ACTION ITEM
Below are some records; return all of them exactly as they are.
PROVIDED ENTRIES Start Marker
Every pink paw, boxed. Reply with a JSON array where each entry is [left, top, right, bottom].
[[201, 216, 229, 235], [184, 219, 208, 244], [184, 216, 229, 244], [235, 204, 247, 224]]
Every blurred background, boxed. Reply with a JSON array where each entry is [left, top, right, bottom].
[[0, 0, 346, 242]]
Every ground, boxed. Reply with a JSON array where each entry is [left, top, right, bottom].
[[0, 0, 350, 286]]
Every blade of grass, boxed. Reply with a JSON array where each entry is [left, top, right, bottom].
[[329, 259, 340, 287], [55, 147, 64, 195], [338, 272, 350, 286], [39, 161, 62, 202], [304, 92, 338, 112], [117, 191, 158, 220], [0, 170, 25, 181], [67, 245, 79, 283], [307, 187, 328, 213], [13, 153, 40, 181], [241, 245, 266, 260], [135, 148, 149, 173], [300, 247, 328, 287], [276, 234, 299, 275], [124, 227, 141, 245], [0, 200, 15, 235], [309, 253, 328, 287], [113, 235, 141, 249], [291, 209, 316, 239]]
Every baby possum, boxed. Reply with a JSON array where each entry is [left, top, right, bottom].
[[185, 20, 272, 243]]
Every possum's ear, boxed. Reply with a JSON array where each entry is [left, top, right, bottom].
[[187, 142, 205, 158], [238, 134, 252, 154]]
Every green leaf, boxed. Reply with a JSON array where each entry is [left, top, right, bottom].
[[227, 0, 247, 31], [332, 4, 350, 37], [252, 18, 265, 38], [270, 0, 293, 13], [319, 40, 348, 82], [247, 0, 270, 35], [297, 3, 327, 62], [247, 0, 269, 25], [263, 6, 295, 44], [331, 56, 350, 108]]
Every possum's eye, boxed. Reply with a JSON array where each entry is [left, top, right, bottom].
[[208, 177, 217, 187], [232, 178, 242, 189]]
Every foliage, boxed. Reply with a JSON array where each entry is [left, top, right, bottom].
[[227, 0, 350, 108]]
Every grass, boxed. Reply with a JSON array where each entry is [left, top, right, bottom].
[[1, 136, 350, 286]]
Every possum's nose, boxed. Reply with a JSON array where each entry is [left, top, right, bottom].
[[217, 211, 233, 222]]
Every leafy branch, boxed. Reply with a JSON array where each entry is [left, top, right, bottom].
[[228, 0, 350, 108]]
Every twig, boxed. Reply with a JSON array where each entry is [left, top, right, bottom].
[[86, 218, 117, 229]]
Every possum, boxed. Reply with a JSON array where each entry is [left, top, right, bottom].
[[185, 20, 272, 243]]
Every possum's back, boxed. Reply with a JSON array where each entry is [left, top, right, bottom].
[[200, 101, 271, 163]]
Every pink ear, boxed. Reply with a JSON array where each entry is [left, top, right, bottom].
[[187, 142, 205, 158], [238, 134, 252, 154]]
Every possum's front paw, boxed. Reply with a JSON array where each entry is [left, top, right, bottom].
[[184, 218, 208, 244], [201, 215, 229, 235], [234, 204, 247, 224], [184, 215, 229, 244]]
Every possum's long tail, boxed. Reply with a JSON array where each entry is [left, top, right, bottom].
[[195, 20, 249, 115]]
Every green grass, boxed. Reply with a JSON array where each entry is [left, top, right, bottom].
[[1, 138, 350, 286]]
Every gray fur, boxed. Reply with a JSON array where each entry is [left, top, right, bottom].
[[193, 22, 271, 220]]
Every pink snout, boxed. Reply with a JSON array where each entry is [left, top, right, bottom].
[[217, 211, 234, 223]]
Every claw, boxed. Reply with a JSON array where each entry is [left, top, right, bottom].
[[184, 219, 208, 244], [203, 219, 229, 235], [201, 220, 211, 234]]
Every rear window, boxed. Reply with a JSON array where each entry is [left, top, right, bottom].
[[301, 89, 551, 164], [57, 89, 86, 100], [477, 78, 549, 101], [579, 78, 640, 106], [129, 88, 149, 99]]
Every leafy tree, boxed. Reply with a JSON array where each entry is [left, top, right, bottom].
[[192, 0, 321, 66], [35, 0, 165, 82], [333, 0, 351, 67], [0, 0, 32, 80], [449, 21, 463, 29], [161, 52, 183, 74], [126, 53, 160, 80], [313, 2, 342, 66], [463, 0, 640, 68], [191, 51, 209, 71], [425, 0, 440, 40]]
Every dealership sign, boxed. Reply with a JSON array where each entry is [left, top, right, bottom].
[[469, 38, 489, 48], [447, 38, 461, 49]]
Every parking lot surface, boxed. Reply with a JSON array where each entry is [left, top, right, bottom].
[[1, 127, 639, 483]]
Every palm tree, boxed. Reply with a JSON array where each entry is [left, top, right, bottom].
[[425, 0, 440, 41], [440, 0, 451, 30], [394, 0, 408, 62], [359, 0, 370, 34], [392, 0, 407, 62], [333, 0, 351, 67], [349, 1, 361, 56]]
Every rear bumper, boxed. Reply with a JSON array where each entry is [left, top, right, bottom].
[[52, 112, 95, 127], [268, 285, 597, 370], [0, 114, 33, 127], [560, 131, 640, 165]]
PROVIDED ENTRIES End Marker
ANSWER BOX
Every pink paw, boxed. Reply with a JSON array where each entry is [left, top, right, bottom].
[[201, 216, 229, 235], [184, 219, 208, 244], [184, 216, 229, 244], [235, 204, 247, 224]]
Every blurred background, boxed. Reply with a JSON array where each entry is [left, top, right, bottom].
[[0, 0, 346, 242]]
Every ground, boxed. Reply with a JSON array where each entry is [left, top, right, bottom].
[[0, 0, 350, 286]]
Every blade of grass, boxed. Reply with a JSON array where each entry is [left, top, right, bottom].
[[329, 259, 340, 287], [55, 147, 64, 195], [338, 272, 350, 286], [39, 161, 62, 202], [304, 92, 338, 112], [117, 191, 158, 220], [0, 170, 25, 181], [67, 245, 79, 283], [307, 187, 328, 213], [13, 153, 40, 181], [241, 245, 266, 260], [135, 148, 149, 173], [300, 247, 328, 287], [276, 234, 299, 275], [124, 227, 141, 245], [0, 200, 15, 235], [309, 253, 328, 287], [113, 235, 141, 249], [291, 209, 316, 239]]
Every baby possum, boxed. Reply with a JSON array where each entry is [left, top, right, bottom].
[[185, 20, 272, 243]]
Every possum's ear, boxed. Reply with a JSON array where each entry is [left, top, right, bottom].
[[187, 142, 205, 158], [238, 134, 252, 154]]
Every green leaf, boxed. Reply with a JSON array where each entry is [left, top, right, bottom].
[[227, 0, 247, 31], [332, 4, 350, 37], [252, 18, 265, 38], [270, 0, 293, 13], [319, 40, 348, 82], [247, 0, 270, 35], [297, 3, 327, 62], [247, 0, 269, 25], [263, 6, 295, 44], [331, 56, 350, 108]]
Every possum's eye, boxed. Reply with a JSON array where each entry is [left, top, right, bottom].
[[208, 177, 217, 187], [232, 178, 242, 189]]
Every foliage, boxed. Reply with a JSON array where each entry is [left, top, right, bottom].
[[227, 0, 350, 108]]
Every grass, boxed. Reply with a JSON array where each entry is [left, top, right, bottom].
[[1, 136, 350, 286]]
Every possum's nose, boxed. Reply with a JSON array where each entry is [left, top, right, bottom].
[[217, 211, 233, 222]]
Every leafy branch, boxed. Reply with a JSON array where each entry is [left, top, right, bottom].
[[228, 0, 350, 108]]
Every twig, boxed. Reply with a JSON array where each entry is [left, top, right, bottom].
[[86, 218, 117, 229]]
Every possum, boxed. Reply with a JSON array where each entry is [left, top, right, bottom].
[[185, 20, 272, 243]]
Every possum's back, boxed. Reply with a JSON array where each entry is [left, top, right, bottom].
[[200, 101, 271, 163]]
Every pink ear, boxed. Reply with a JSON array where each entry is [left, top, right, bottom].
[[187, 142, 205, 158], [238, 134, 252, 154]]
Every possum's front paw, boxed. Reply with a JSON array where each entry is [left, top, right, bottom].
[[184, 218, 208, 244], [201, 215, 229, 235], [234, 204, 247, 224], [184, 215, 229, 244]]
Every possum's long tail, boxed. Reply with a JSON array where each entry is [left, top, right, bottom].
[[195, 20, 249, 115]]
Every green grass, boxed. Reply with a JSON array where each entry is [left, top, right, bottom].
[[1, 138, 350, 286]]
Every gray fur, boxed. Reply with a JSON array where each entry is [left, top, right, bottom].
[[193, 22, 271, 220]]
Every pink snout, boxed. Reply with a JSON array where each entry is [left, top, right, bottom].
[[217, 211, 234, 223]]
Every claw, boxed. Reply with a JSON array where each entry is [left, top, right, bottom].
[[184, 219, 208, 244], [203, 219, 229, 235], [201, 220, 211, 234]]
Every rear window, boxed. Reply with a JSON array where each entry is [left, top, right, bottom].
[[301, 89, 551, 164], [57, 89, 86, 100], [477, 78, 549, 101], [579, 78, 640, 106], [129, 88, 149, 99]]
Every leafy tree, boxed. Reply with a JSON array where each entry is [left, top, right, bottom].
[[192, 0, 321, 66], [35, 0, 165, 82], [333, 0, 351, 67], [0, 0, 32, 80], [449, 21, 463, 29], [161, 52, 183, 74], [126, 53, 160, 80], [313, 2, 342, 66], [463, 0, 640, 68], [191, 51, 209, 71], [425, 0, 440, 40]]
Every dealership sign, boxed. Reply with a JSON array where each entry is [left, top, right, bottom].
[[469, 38, 489, 48], [447, 38, 461, 49]]
Every parking lot surface, boxed. Reply with a JSON array where each entry is [left, top, right, bottom].
[[1, 127, 639, 483]]
Every palm tree, boxed. Reply with a JSON array where each entry is [left, top, right, bottom].
[[425, 0, 440, 41], [440, 0, 451, 30], [394, 0, 408, 62], [359, 0, 370, 34], [392, 0, 407, 62], [333, 0, 351, 67], [349, 1, 361, 56]]
Every rear bumper, boxed. Reply with a JSON array where each entry is [left, top, right, bottom].
[[52, 112, 95, 127], [268, 285, 597, 370], [0, 114, 33, 127], [560, 131, 640, 165]]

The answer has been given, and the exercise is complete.